What you should do -
Transcribe the records in full, keeping every character as it is.

Material -
┄┄┄┄┄┄
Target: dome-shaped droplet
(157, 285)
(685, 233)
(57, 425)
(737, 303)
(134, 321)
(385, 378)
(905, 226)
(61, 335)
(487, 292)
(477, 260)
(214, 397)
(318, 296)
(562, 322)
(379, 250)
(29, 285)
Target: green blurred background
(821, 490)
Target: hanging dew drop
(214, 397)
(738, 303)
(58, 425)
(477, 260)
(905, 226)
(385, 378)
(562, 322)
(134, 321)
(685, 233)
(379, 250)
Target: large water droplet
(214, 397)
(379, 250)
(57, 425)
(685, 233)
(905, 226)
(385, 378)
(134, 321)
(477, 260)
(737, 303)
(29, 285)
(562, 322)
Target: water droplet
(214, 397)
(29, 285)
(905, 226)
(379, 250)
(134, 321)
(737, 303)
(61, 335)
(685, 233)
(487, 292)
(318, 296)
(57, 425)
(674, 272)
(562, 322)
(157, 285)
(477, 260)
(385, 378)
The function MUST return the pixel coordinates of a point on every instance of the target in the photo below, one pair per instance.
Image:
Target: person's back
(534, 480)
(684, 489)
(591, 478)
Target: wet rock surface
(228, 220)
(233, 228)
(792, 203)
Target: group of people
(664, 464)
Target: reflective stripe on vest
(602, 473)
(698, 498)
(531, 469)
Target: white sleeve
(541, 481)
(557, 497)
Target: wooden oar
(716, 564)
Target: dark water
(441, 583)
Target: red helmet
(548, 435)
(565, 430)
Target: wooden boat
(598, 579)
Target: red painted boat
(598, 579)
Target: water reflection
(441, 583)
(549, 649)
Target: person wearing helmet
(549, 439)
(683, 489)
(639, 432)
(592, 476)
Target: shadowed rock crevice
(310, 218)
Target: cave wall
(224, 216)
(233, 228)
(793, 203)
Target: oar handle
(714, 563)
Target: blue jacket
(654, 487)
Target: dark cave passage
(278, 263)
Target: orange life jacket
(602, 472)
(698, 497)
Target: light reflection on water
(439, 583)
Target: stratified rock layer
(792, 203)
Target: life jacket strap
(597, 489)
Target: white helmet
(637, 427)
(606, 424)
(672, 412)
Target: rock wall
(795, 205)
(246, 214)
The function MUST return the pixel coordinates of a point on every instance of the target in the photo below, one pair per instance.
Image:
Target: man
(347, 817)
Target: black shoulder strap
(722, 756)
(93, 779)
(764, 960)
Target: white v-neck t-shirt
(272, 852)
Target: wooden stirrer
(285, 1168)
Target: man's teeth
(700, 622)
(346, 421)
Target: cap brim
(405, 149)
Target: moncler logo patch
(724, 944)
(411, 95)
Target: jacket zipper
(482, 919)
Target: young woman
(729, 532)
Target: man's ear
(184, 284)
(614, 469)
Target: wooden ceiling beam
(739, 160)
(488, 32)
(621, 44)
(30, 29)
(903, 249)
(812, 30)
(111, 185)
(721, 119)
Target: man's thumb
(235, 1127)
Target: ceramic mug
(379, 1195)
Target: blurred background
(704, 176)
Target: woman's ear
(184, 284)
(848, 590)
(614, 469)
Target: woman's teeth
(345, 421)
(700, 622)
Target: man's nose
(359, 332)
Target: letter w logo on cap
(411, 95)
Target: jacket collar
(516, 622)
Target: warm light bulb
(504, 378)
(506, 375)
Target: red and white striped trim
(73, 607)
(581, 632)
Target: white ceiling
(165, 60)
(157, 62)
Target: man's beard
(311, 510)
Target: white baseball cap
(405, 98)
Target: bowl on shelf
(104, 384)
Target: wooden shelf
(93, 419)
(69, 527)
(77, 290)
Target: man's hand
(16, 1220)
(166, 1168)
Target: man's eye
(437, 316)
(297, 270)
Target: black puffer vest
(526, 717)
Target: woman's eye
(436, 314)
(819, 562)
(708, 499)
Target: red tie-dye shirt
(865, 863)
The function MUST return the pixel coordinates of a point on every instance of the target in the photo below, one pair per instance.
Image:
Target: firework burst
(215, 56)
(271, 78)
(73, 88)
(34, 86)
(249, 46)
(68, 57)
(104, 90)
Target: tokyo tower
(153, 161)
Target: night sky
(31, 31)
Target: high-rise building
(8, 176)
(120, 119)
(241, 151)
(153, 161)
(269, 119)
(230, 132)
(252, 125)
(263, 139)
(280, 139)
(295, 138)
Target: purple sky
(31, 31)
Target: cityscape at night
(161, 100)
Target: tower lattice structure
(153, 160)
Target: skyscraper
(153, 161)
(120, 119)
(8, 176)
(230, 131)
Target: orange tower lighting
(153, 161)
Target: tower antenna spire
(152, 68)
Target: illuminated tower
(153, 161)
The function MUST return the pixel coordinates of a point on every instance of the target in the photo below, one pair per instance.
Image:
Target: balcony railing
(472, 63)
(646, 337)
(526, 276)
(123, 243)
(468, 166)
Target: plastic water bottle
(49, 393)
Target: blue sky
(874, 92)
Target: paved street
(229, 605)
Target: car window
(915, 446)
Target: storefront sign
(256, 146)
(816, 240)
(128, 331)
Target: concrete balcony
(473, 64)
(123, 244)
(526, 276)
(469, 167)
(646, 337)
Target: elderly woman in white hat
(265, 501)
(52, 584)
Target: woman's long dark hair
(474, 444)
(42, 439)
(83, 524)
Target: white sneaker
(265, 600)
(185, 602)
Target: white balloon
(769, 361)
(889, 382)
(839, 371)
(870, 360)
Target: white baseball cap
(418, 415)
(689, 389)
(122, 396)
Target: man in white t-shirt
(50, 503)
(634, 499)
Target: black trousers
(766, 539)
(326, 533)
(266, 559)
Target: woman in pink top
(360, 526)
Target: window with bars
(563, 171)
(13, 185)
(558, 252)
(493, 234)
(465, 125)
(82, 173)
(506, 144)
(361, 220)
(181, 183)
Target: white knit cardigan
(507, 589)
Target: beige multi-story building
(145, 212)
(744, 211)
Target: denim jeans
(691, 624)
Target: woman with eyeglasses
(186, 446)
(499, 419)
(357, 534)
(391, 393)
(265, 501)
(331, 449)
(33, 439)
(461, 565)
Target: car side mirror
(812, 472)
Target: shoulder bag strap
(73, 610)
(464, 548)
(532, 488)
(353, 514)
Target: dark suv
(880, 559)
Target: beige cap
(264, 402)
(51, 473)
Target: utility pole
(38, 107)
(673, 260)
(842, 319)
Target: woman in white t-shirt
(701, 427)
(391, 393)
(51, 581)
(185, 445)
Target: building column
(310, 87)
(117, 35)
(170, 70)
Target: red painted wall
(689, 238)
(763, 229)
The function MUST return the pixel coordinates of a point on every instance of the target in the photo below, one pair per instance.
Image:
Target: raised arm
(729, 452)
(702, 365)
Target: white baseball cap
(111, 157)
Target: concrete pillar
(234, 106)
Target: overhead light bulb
┄┄┄┄┄┄
Result of this task -
Target: dome-shaped droplet
(157, 285)
(685, 233)
(57, 425)
(737, 303)
(134, 321)
(385, 378)
(905, 226)
(61, 335)
(487, 292)
(477, 260)
(214, 397)
(318, 296)
(562, 322)
(379, 250)
(29, 285)
Target: green blurred background
(821, 490)
Target: hanging dew drop
(214, 397)
(738, 303)
(58, 425)
(477, 260)
(905, 226)
(385, 378)
(562, 322)
(134, 321)
(685, 233)
(379, 250)
Target: large water droplet
(214, 397)
(379, 250)
(57, 425)
(685, 233)
(905, 226)
(385, 378)
(134, 321)
(477, 260)
(737, 303)
(29, 285)
(562, 322)
Target: water droplet
(214, 397)
(29, 285)
(905, 226)
(379, 250)
(134, 321)
(737, 303)
(61, 335)
(685, 233)
(487, 292)
(318, 296)
(57, 425)
(674, 272)
(562, 322)
(157, 285)
(477, 260)
(385, 378)
The function MUST return the pixel coordinates of a point on every instance of the target in the photo below, one pair per instance.
Image:
Target: person's back
(534, 480)
(684, 489)
(591, 478)
Target: wet rock surface
(228, 220)
(233, 228)
(792, 203)
Target: group of people
(664, 464)
Target: reflective stripe on vest
(602, 473)
(698, 498)
(531, 469)
Target: white sleeve
(541, 481)
(557, 497)
Target: wooden oar
(716, 564)
Target: dark water
(441, 583)
Target: red helmet
(548, 435)
(565, 430)
Target: wooden boat
(598, 579)
Target: red painted boat
(598, 579)
Target: water reflection
(441, 583)
(549, 649)
Target: person wearing helmet
(549, 439)
(683, 489)
(639, 432)
(592, 476)
Target: shadowed rock crevice
(310, 218)
Target: cave wall
(224, 216)
(233, 228)
(793, 203)
Target: oar handle
(714, 563)
Target: blue jacket
(654, 487)
Target: dark cave passage
(278, 263)
Target: orange life jacket
(602, 472)
(698, 497)
Target: light reflection on water
(439, 583)
Target: stratified rock layer
(792, 203)
Target: life jacket strap
(597, 489)
Target: white helmet
(637, 427)
(606, 424)
(672, 412)
Target: rock wall
(795, 205)
(246, 214)
The function MUST return the pixel coordinates of a point on every instance of the target in the photo below, one pair per instance.
Image:
Target: man
(347, 817)
Target: black shoulder strap
(722, 756)
(93, 779)
(764, 960)
Target: white v-neck t-shirt
(272, 852)
Target: wooden stirrer
(285, 1168)
Target: man's teeth
(700, 622)
(346, 421)
Target: cap brim
(405, 149)
Target: moncler logo patch
(724, 944)
(411, 95)
Target: jacket zipper
(482, 919)
Target: young woman
(729, 532)
Target: man's ear
(184, 284)
(614, 469)
Target: wooden ceiling beam
(739, 160)
(488, 32)
(621, 44)
(30, 29)
(903, 249)
(812, 30)
(111, 185)
(721, 119)
Target: man's thumb
(235, 1127)
Target: ceramic mug
(379, 1195)
Target: blurred background
(704, 176)
Target: woman's ear
(184, 284)
(848, 590)
(614, 469)
Target: woman's teeth
(345, 421)
(700, 622)
Target: man's nose
(359, 332)
Target: letter w logo on cap
(411, 95)
Target: jacket collar
(516, 622)
Target: warm light bulb
(504, 378)
(506, 375)
Target: red and white striped trim
(73, 607)
(581, 632)
Target: white ceiling
(165, 60)
(157, 62)
Target: man's beard
(311, 510)
Target: white baseball cap
(405, 98)
Target: bowl on shelf
(104, 384)
Target: wooden shelf
(93, 419)
(69, 527)
(77, 290)
Target: man's hand
(16, 1220)
(166, 1168)
Target: man's eye
(437, 316)
(297, 270)
Target: black puffer vest
(526, 717)
Target: woman's eye
(436, 314)
(819, 562)
(708, 499)
Target: red tie-dye shirt
(865, 863)
The function MUST return the pixel coordinates of a point on every instance of the target in the photo below, one pair per instance.
Image:
Target: firework burst
(215, 56)
(271, 78)
(73, 88)
(34, 86)
(249, 46)
(68, 57)
(104, 90)
Target: tokyo tower
(153, 161)
Target: night sky
(31, 31)
Target: high-rise building
(8, 176)
(120, 119)
(241, 151)
(153, 161)
(269, 119)
(230, 132)
(252, 125)
(263, 139)
(280, 139)
(295, 138)
Target: purple sky
(31, 31)
Target: cityscape at night
(161, 100)
Target: tower lattice structure
(153, 160)
Target: skyscraper
(153, 161)
(120, 119)
(8, 176)
(230, 131)
Target: orange tower lighting
(153, 161)
Target: tower antenna spire
(152, 68)
Target: illuminated tower
(153, 161)
The function MUST return the pixel coordinates of a point on every instance of the target in the photo below, one pair per instance.
Image:
Target: balcony railing
(472, 63)
(646, 337)
(526, 276)
(123, 243)
(468, 166)
Target: plastic water bottle
(49, 393)
Target: blue sky
(874, 92)
Target: paved street
(229, 605)
Target: car window
(915, 446)
Target: storefront sign
(256, 146)
(816, 240)
(128, 331)
Target: concrete balcony
(473, 64)
(123, 244)
(526, 276)
(469, 167)
(646, 337)
Target: elderly woman in white hat
(265, 501)
(52, 584)
Target: woman's long dark hair
(474, 444)
(42, 439)
(83, 524)
Target: white sneaker
(265, 600)
(185, 602)
Target: white balloon
(769, 361)
(889, 382)
(839, 371)
(870, 360)
Target: white baseball cap
(418, 415)
(689, 389)
(122, 396)
Target: man in white t-shirt
(50, 503)
(634, 499)
Target: black trousers
(766, 539)
(326, 533)
(266, 559)
Target: woman in pink top
(360, 526)
Target: window with bars
(563, 171)
(13, 185)
(558, 252)
(493, 234)
(465, 125)
(82, 173)
(506, 144)
(361, 220)
(181, 183)
Target: white knit cardigan
(507, 589)
Target: beige multi-story building
(145, 212)
(744, 211)
Target: denim jeans
(691, 624)
Target: woman with eyeglasses
(186, 446)
(499, 419)
(357, 534)
(391, 393)
(265, 501)
(331, 449)
(33, 439)
(461, 565)
Target: car side mirror
(812, 472)
Target: shoulder bag strap
(73, 610)
(464, 548)
(532, 488)
(353, 514)
Target: dark suv
(880, 559)
Target: beige cap
(264, 402)
(51, 473)
Target: utility pole
(38, 107)
(673, 260)
(842, 319)
Target: woman in white t-shirt
(701, 427)
(391, 393)
(51, 581)
(185, 445)
Target: building column
(310, 87)
(117, 35)
(170, 70)
Target: red painted wall
(689, 238)
(763, 229)
The function MUST return the pixel coordinates of a point on every instance of the target in the photo below, one pair per instance.
Image:
Target: raised arm
(729, 452)
(702, 365)
Target: white baseball cap
(111, 157)
Target: concrete pillar
(234, 106)
Target: overhead light bulb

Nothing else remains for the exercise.